## INSTRUCTIONS FOR THE TASK
The records below need retyping in full; give them again exactly.

***** RECORDS *****

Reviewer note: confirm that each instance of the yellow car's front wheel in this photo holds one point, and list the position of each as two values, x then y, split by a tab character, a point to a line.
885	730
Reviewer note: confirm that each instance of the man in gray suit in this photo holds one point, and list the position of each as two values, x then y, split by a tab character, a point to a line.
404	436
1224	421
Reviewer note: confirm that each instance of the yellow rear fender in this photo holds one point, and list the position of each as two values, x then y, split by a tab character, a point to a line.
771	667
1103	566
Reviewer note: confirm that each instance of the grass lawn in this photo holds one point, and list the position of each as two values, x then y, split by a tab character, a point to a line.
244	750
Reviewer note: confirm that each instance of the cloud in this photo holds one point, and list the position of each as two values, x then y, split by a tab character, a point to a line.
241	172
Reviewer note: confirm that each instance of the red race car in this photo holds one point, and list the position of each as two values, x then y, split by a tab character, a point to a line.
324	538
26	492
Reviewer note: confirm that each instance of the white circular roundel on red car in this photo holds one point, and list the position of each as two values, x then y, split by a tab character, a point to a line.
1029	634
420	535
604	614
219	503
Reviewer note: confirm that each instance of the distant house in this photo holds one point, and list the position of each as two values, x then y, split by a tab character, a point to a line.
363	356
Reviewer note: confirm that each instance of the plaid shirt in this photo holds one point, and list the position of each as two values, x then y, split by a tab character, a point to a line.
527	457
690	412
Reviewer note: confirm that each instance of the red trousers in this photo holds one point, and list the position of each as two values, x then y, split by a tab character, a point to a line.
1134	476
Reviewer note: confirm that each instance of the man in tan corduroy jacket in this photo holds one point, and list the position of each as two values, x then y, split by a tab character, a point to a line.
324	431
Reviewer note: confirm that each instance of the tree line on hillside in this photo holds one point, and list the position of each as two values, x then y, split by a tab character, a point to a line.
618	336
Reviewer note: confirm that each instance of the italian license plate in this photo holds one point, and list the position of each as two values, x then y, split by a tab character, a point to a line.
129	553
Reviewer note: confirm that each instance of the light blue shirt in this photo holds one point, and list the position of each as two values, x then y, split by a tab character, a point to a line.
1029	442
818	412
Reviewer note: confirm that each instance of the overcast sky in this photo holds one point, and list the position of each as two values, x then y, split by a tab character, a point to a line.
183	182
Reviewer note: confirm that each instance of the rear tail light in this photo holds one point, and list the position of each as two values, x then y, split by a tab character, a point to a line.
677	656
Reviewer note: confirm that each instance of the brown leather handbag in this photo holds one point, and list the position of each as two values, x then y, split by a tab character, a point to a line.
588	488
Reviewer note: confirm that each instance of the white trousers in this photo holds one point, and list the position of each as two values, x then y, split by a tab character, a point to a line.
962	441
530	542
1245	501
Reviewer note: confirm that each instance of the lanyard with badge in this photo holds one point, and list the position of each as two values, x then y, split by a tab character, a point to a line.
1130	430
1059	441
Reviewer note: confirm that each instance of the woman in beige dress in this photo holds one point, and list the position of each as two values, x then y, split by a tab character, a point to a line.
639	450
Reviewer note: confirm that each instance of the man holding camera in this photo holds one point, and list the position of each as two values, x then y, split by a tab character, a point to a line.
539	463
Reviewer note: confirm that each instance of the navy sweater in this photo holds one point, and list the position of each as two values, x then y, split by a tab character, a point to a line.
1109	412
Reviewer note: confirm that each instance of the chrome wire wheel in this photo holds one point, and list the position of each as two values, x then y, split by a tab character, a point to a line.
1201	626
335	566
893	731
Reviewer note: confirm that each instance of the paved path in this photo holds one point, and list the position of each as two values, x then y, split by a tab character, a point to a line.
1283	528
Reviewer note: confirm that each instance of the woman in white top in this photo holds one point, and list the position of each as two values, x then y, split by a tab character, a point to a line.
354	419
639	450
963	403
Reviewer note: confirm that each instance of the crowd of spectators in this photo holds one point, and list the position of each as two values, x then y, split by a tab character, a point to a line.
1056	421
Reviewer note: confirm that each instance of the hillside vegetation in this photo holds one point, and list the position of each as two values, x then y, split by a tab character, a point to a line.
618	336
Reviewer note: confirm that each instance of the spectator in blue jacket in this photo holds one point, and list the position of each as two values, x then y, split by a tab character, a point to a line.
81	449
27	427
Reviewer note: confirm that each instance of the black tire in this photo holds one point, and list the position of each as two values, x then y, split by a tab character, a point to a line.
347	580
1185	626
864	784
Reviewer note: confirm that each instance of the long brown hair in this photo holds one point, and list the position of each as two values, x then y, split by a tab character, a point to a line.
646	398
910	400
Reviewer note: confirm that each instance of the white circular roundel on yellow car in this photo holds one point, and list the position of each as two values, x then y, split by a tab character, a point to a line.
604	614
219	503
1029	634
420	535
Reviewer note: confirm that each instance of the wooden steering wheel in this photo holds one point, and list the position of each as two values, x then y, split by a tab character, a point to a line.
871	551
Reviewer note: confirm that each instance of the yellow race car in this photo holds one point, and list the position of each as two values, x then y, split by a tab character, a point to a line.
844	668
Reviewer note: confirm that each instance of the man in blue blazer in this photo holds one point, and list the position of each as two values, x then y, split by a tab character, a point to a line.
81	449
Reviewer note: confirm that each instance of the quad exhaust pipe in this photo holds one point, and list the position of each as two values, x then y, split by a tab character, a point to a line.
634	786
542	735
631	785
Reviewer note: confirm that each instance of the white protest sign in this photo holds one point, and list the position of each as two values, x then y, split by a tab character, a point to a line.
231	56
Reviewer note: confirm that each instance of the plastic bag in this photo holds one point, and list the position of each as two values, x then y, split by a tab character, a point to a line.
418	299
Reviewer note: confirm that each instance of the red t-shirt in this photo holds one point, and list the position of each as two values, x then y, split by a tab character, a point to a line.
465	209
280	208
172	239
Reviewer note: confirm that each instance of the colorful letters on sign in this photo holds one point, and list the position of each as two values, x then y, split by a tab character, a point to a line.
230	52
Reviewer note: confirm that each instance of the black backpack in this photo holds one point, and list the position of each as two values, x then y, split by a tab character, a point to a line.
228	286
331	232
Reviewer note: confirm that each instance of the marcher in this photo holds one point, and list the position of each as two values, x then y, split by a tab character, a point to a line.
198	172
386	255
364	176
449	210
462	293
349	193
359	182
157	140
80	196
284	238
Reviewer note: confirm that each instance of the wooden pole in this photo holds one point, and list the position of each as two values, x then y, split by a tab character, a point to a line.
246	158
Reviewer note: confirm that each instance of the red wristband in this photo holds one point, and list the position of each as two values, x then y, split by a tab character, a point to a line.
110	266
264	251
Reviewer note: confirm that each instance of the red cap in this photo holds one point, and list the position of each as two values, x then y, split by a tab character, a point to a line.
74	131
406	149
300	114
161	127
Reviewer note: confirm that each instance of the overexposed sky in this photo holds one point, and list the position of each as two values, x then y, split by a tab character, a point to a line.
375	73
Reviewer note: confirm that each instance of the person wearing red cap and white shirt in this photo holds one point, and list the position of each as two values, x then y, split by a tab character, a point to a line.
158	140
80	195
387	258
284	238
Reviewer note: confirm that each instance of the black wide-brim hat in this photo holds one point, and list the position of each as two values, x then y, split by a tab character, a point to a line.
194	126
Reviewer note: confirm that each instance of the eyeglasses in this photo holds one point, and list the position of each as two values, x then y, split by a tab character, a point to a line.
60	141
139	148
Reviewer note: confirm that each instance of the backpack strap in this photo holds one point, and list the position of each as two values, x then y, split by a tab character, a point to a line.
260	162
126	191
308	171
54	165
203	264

*****

## COMPLETE ANSWER
Reviewer note: confirm that each instance of the yellow car's front wheel in this photo holds one point, and list the position of each as two values, x then y, split by a tab character, a point to a line.
885	730
Reviewer note: confirm that each instance of the man in gray suit in this photo holds one point, and list the position of each as two values, x then y, split by a tab character, a point to a line.
404	436
1224	421
Reviewer note: confirm that each instance of the yellow rear fender in this photo holds one point, and list the position of each as two values, x then y, split by a tab character, a point to a line.
771	667
1103	566
Reviewer note: confirm that each instance of the grass lawn in this photo holds one point, and list the position of each as two values, x then y, split by a tab character, a point to a line.
244	750
Reviewer note: confirm that each instance of the cloud in this photo holds one point, and list the position of each as two values, x then y, split by a tab character, a point to a line.
241	172
Reviewer note: confirm that each instance of the red race car in this photo holds one point, and list the position of each as two values, x then y, split by a tab character, a point to a line.
324	538
26	492
Reviewer note: confirm that each instance of the white circular roundel on red car in this photo holds one point, and list the position of each as two values, x then y, split by a tab character, a point to a line.
1029	634
420	535
604	614
219	503
Reviewer note: confirm that each instance of the distant house in this photo holds one point, and list the position of each as two values, x then y, split by a tab character, a point to a line.
363	356
Reviewer note: confirm that each instance of the plaid shirt in this photo holds one point, and list the position of each as two values, x then y, split by a tab character, a point to a line.
527	457
690	412
Reviewer note: confirm that each instance of the red trousers in this photo holds one point, and list the position of each as two values, x then y, split by a tab character, a point to a line.
1134	476
Reviewer note: confirm that each instance of the man in tan corduroy jacket in this photo holds one point, and list the position of each as two values, x then y, split by a tab character, a point to a line.
324	431
Reviewer note: confirm that each instance of the tree line on hillside in this photo holds one point, and list the position of each as two values, x then y, split by a tab character, a point to a line.
618	336
Reviewer note: confirm that each instance of the italian license plate in this photo holds one point, and list the position of each as two values, x then y, split by a tab character, a point to a line.
129	553
Reviewer note: confirm that each instance of the light blue shirt in this photo holds one point, and list the position of each as two values, x then y, split by a tab character, a point to a line.
1029	442
818	412
Reviewer note: confirm that each instance of the overcast sky in this photo holds one point, and list the position of each as two values, x then y, split by a tab character, a point to a line.
183	182
Reviewer note: confirm that each instance of the rear tail light in this photo holds one point, and list the position of each as two values, x then y, split by a tab character, a point to a line.
677	656
Reviewer note: confirm that each instance of the brown leather handbag in this photo holds one point, and list the position of each as two values, x then y, split by a tab character, a point to a line.
588	488
Reviewer note: confirm that each instance of the white trousers in this photo holds one point, and list the position of each as two values, x then y, split by a tab character, a point to a line.
962	441
530	542
1245	501
Reviewer note: confirm that each instance of the lanyard with badge in this photo holds one point, and list the position of each as two values, x then y, split by a tab character, a point to a line.
1130	430
1059	441
Reviewer note: confirm that each instance of the woman in beige dress in this photo holds one point, and list the position of each as two values, x then y, split by a tab character, a point to a line.
639	450
Reviewer note: confirm that each instance of the man holding camera in this photo holds one point, and list the position of each as two values, x then y, split by a tab character, a point to a line.
539	463
Reviewer note: confirm that each instance of the navy sweater in this photo holds one point, and list the position of each as two values, x then y, split by a tab character, a point to a line.
1109	412
Reviewer note: confirm that each instance of the chrome wire wheel in this photo holds one point, and list the position of each as two values, x then y, split by a tab character, a point to a line.
1201	626
335	566
893	731
Reviewer note: confirm that each instance of the paved path in this photo holds one point, and list the position of each as two values, x then y, split by a tab character, a point to a line.
1283	528
Reviewer note: confirm that each instance of the woman in white top in this photo holds one point, and list the position of each as two values, x then y, split by a tab character, a point to a line.
354	419
639	450
963	403
Reviewer note: confirm that each instance of the crowd of spectators in this photo holds one point, and list the position of each as two values, x then y, split by a tab character, a point to a line.
1056	421
Reviewer note: confirm that each instance of the hillside vegetation in this photo holds one point, and list the position of each as two values, x then y, split by a tab character, a point to a line.
618	336
Reviewer note: confirm that each instance of the spectator in blue jacket in this photo holds one point, and list the position of each as two values, x then y, split by a tab character, a point to a line.
81	449
27	427
Reviewer note: confirm that each instance of the black tire in this photo holds one point, and list the position of each as two values, x then y, split by a tab character, a point to a line.
347	580
1185	626
864	784
Reviewer note: confirm that each instance of the long brown hair in this photo holds one point, and list the position of each as two values, x then y, split by a tab character, a point to a line.
646	398
910	400
Reviewer note: confirm that each instance of the white circular roundel on yellow car in this photo holds one point, and list the position of each as two values, x then y, split by a tab character, a point to a line.
604	614
219	503
1029	634
420	535
Reviewer note: confirm that each instance of the wooden steering wheel in this photo holds one point, and list the position of each as two values, x then y, split by a tab character, a point to a line.
871	551
Reviewer note: confirm that each instance of the yellow race car in this photo holds one point, and list the position of each as two values, x then y, split by a tab character, a point to a line.
844	668
Reviewer note: confirm that each instance of the man in blue blazer in this photo holds one point, and list the position of each as two values, x then y, split by a tab character, a point to a line.
81	449
Reviewer note: confirm that each instance of the quad exhaust pipe in this photo holds one point, and list the position of each as two values, x then y, split by a tab character, a point to a line.
634	786
542	735
631	785
Reviewer note: confirm that each instance of the white protest sign in this photo holds one point, and list the position of each as two values, x then y, split by a tab character, a point to a line.
231	56
Reviewer note: confirm that each instance of the plastic bag in this photo holds one point, and list the position of each as two values, x then y, split by a tab character, a point to a line.
418	299
Reviewer note: confirm that each instance of the red t-shirt in this photo holds one point, and list the position of each as two values, x then y, split by a tab character, a point to a line.
465	209
280	208
172	239
Reviewer note: confirm that each instance of the colorful letters on sign in this photo holds one point, and list the position of each as two values, x then y, split by a tab character, a point to a line.
230	52
Reviewer note: confirm that each instance of the black backpack in this photo holds one point, and list the position of each as two values, x then y, split by a tab character, a point to a line.
228	286
331	232
Reviewer note: confirm that each instance of the marcher in this photo holds one point, and list the position of each as two values, x then y, split by a tab character, a point to a line.
198	172
386	255
364	176
449	210
462	293
349	193
359	182
157	140
80	196
284	238
Reviewer note: confirm that each instance of the wooden pole in this photo holds one point, and list the position of each as two values, x then y, split by a tab character, a point to a line.
246	158
Reviewer note: confirm that each instance of the red wristband in this photo holds one point, and list the position of each as two values, x then y, split by a tab character, a point to a line.
110	266
264	251
Reviewer note: confirm that each instance of the red cap in this photo holds one point, and list the position of each as two values, x then y, split by a tab character, a point to a line.
74	131
406	149
300	114
161	127
Reviewer note: confirm that each instance of the overexposed sky in this photo holds one point, and list the position of each as two values, x then y, split by a tab character, a point to a line.
375	73
Reviewer note: confirm that each instance of the person wearing red cap and white shirt in this photo holds one point, and list the position of each as two values, x then y, split by a tab character, a point to a line.
158	140
80	195
387	258
284	238
Reviewer note: confirm that each instance of the black wide-brim hat in this photo holds one point, and list the position of each as two values, x then y, split by a tab character, a point to a line.
194	126
Reviewer note: confirm that each instance of the eyeglasses in this photo holds one point, and list the position of each as two values, x then y, split by a tab character, a point to a line.
60	141
139	148
Reviewer note: confirm that each instance of the backpack strap in this photo holds one point, and list the position of each as two values, x then y, split by a tab character, a point to a line.
260	162
126	191
308	171
54	165
203	264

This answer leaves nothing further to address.